Text segment

Tuesday, February 08, 2011

Battle Is Joined on CIR

It's look like a serious effort to reform or abolish the Nebraska Commission of Industrial Relations is taking shape. I was surprised to see the Greater Omaha Chamber of Commerce endorse abolition. Click below for my statement at the hearing conducted by the Business & Labor Committee of the Nebraska Legislature.

Statement on Legislative Bill 564
Chip Maxwell for the Omaha Alliance for the Private Sector
Business & Labor Committee of the Nebraska Legislature
February 7, 2011

Dear Mr. Chairman & Members of the Committee,

The Omaha Alliance for the Private Sector supports Senator Fulton’s effort to reform the procedure involving the Commission of Industrial Relations. The fundamental problem with the CIR is that it removes decision-making authority from local elected officials who should be accountable to their taxpaying constituents. Put another way, Omaha taxpayers are left at the mercy of unions and politicians in other cities and states. Deals made by politicians not accountable to Omaha taxpayers determine what Omaha taxpayers must pay their public employees. It’s an insidious form of taxation without representation.

The Alliance likes the way LB 564 shines a light on the facts and allows the public to effectively oversee the negotiating parties and judge whether they are being reasonable or unreasonable. Constituents can let their elected officials know what they think of a proposed contract and hold them accountable for it on the ballot.

If LB 564 or something like it cannot be advanced, then the Alliance would prefer to see the CIR system abolished, or at least an exemption granted for Omaha. We realize this would raise the specter of public employee strikes, especially unsettling in the case of police officers and fire fighters. We do not believe that either employees or politicians would want to be responsible for letting crimes or fires go unfought in their communities. Indeed, the risk of such a disastrous situation would be a disciplinary force driving all parties to an agreement at the local bargaining table where there is accountability to the local taxpayer. Such contracts must be presented in a public hearing prior to a vote on them, so the public would have the chance to evaluate the facts and the positions of negotiating parties – and ultimately hold their elected officials accountable. That would be preferable to the current system.

Extracted material

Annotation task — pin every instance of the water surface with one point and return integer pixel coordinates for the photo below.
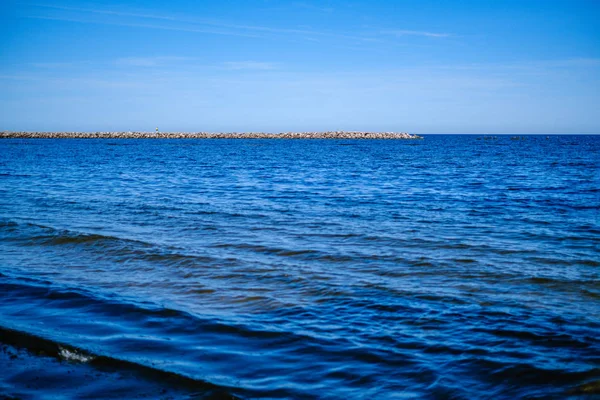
(449, 267)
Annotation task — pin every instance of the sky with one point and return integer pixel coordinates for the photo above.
(419, 66)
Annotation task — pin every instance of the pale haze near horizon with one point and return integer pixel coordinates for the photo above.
(414, 66)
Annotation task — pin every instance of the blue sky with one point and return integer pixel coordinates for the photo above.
(421, 66)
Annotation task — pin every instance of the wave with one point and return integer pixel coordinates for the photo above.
(39, 345)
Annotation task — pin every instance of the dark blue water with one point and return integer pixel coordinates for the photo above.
(449, 267)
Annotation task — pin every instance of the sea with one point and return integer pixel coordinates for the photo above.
(451, 267)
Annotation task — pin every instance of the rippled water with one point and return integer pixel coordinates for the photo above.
(449, 267)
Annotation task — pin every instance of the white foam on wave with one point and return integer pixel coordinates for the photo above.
(69, 355)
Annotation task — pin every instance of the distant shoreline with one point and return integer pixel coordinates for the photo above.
(207, 135)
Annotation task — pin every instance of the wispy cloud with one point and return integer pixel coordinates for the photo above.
(249, 65)
(313, 7)
(415, 33)
(150, 61)
(183, 23)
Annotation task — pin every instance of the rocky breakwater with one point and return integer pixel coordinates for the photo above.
(207, 135)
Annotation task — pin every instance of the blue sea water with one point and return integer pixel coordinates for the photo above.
(461, 267)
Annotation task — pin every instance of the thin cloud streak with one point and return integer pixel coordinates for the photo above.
(230, 28)
(249, 65)
(415, 33)
(148, 26)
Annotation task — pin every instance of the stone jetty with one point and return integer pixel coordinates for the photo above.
(207, 135)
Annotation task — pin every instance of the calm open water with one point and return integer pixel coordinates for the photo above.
(449, 267)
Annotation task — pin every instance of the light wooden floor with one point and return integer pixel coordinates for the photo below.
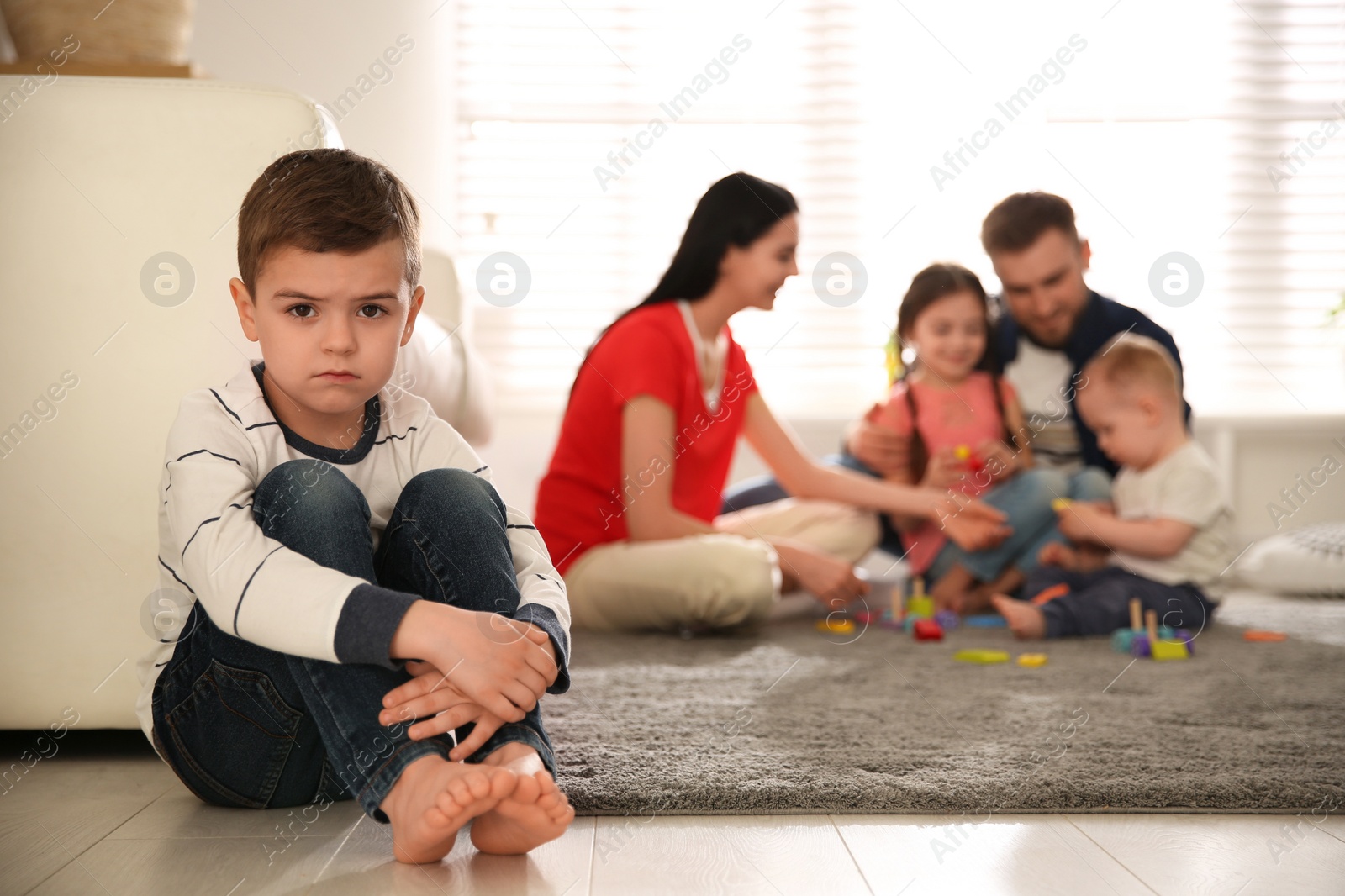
(125, 825)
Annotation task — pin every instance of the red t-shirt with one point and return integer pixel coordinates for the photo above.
(647, 353)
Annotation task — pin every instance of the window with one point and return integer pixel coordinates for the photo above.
(589, 128)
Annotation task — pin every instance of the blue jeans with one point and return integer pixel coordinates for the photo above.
(1026, 499)
(249, 727)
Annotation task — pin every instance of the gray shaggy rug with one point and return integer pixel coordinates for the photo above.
(795, 720)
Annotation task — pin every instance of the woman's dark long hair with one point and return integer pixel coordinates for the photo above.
(927, 287)
(735, 212)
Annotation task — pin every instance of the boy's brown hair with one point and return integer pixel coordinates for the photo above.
(1130, 360)
(326, 201)
(1020, 219)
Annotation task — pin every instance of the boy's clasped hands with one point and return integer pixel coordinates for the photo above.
(477, 667)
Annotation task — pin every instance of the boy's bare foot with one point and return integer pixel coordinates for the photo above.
(1026, 620)
(434, 798)
(535, 813)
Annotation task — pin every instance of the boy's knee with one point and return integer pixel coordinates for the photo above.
(306, 488)
(456, 488)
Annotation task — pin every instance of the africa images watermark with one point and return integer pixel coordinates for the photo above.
(46, 73)
(1291, 161)
(677, 107)
(1010, 108)
(1305, 486)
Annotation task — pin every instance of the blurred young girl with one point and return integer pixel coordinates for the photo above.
(962, 421)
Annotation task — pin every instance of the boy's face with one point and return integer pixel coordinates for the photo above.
(1127, 421)
(330, 326)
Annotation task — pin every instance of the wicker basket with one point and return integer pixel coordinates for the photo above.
(154, 31)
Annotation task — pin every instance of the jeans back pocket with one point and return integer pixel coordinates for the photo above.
(235, 732)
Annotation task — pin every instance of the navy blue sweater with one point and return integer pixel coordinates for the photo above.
(1100, 319)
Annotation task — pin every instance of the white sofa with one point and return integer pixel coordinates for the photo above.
(98, 178)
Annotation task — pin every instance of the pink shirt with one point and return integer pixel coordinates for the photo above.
(962, 416)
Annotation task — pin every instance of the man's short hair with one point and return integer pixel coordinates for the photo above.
(1130, 360)
(1019, 221)
(326, 201)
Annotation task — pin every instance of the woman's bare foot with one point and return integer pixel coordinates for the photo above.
(434, 798)
(1026, 620)
(537, 811)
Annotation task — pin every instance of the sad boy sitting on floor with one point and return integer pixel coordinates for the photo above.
(350, 567)
(1167, 535)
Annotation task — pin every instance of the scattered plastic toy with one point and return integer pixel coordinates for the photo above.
(1147, 643)
(927, 630)
(947, 619)
(981, 656)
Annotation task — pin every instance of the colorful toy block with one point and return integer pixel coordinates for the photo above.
(981, 656)
(927, 630)
(1254, 634)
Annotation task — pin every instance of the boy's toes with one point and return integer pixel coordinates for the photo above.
(528, 790)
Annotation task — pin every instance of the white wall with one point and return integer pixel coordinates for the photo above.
(403, 113)
(323, 49)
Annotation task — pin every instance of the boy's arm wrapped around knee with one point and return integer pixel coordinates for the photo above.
(541, 588)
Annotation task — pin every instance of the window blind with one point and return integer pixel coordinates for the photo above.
(588, 129)
(1163, 138)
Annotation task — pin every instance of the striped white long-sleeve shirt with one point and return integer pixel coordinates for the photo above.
(212, 551)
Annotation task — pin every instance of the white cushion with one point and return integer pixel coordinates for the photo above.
(1304, 561)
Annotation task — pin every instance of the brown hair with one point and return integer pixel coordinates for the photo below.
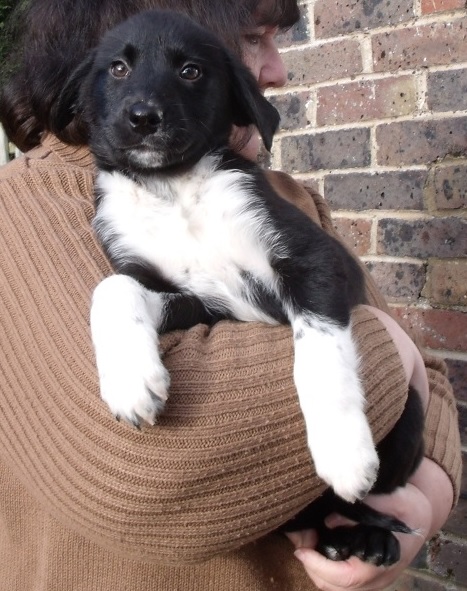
(55, 35)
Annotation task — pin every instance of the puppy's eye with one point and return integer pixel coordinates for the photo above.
(119, 69)
(190, 72)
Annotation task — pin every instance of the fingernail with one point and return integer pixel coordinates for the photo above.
(299, 554)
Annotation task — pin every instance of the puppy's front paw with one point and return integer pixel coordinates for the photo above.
(133, 380)
(347, 460)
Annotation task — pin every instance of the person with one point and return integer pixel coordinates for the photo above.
(192, 503)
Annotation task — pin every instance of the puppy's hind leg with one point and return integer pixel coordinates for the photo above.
(125, 319)
(332, 402)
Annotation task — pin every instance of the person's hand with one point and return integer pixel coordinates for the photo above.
(423, 504)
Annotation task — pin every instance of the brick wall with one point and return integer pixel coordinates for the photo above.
(375, 118)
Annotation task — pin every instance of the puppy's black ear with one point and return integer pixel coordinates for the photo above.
(249, 105)
(67, 104)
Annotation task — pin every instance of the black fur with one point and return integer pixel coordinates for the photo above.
(196, 119)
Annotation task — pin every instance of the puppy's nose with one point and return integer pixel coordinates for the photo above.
(144, 117)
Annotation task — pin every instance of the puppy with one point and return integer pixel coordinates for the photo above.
(196, 234)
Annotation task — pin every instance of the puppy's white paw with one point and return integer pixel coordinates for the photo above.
(133, 380)
(135, 386)
(347, 460)
(332, 401)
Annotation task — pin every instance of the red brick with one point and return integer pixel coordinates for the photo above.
(326, 61)
(436, 44)
(343, 17)
(382, 190)
(421, 141)
(434, 237)
(366, 100)
(430, 6)
(439, 329)
(447, 283)
(355, 233)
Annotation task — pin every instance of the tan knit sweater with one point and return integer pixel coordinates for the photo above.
(89, 504)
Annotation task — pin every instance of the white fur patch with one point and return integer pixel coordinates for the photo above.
(332, 402)
(133, 380)
(198, 229)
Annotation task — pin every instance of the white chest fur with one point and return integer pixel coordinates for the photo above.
(200, 230)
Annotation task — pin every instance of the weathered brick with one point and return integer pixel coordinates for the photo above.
(355, 233)
(447, 185)
(344, 148)
(398, 281)
(458, 377)
(450, 561)
(421, 142)
(463, 423)
(431, 6)
(436, 44)
(434, 237)
(457, 523)
(292, 108)
(299, 33)
(322, 62)
(343, 17)
(366, 100)
(447, 282)
(387, 190)
(447, 91)
(439, 329)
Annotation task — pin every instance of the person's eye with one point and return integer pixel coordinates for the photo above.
(190, 72)
(119, 69)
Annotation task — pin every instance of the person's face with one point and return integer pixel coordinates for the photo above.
(260, 54)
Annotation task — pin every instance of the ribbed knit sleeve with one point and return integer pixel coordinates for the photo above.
(226, 463)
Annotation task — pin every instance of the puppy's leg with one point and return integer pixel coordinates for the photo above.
(332, 402)
(125, 318)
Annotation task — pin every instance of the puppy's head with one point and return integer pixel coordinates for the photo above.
(159, 92)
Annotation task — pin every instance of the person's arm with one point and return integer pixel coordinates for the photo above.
(424, 504)
(226, 464)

Jobs
1. Please swap "blue jeans" for "denim pants" in the entries, starting with the line with "Annotation task — pin every instance of the stone" and going on through the line with "(1020, 219)". Give those lines again with nothing else changed, and leave the pictures out.
2. Extend the statement on the Nebraska Commission of Industrial Relations from the point where it stops.

Responses for each task
1.
Annotation task — pin every instance of the stone jetty with one point and return integer pixel coordinates for the photo above.
(207, 135)
Annotation task — pin every instance of the calm open water with one point and return integer pixel coordinates for the photo above.
(449, 267)
Annotation task — pin every instance of the light wooden floor with one point and return integer pixel coordinates for the photo below.
(125, 825)
Annotation task — pin every instance of the red t-shirt with one point and return integer pixel coordinates for the photo above.
(647, 353)
Annotation task — pin every instance of the window with one point and return integer pixel coordinates for the photo above.
(589, 128)
Annotation task — pin every instance of the denim pants with one point and return integer pixel coordinates for the photo above.
(1026, 499)
(249, 727)
Annotation task — pin every instance of the gray shaggy rug with one point and return integer pixel coordinates for the photo above.
(795, 720)
Annotation task — pin every instance of the woman's dark long hair with one point and return integer pixel coordinates for the photo above.
(927, 287)
(735, 212)
Annotation task — pin every instance of the boy's brown hair with one point and return integer pixel coordinates for the photo above.
(1130, 360)
(326, 201)
(1020, 219)

2.
The current system is out of balance. It tilts too far in favor of unions, which can ignore the negotiating positions of local governments (and the fiscal realities they face), and instead rely on the numbers generated by the CIR’s analysis of comparable jurisdictions. That was one of the most frustrating things about serving on the Douglas County Board. In discussions of contract negotiations with public sector unions, the elephant in the room was the CIR. The fiscal authority of local elected officials is neutered. Deals made in other jurisdictions determine the fiscal burden of local taxpayers in Nebraska. This must stop.

The Alliance is not saying there is no value to the CIR. It is helpful to know what comparable jurisdictions are paying employees for comparable jobs. But in the current system, it’s all about the “comps.” Most of the debate is about which jurisdictions are comparable to the one at issue – rather than what level of compensation is justified by the fiscal realities facing local governments.

Treating the CIR as a court with binding authority over local fiscal policy is bad public policy. The buck needs to stop at the local negotiating table. LB 564 would allow that to happen.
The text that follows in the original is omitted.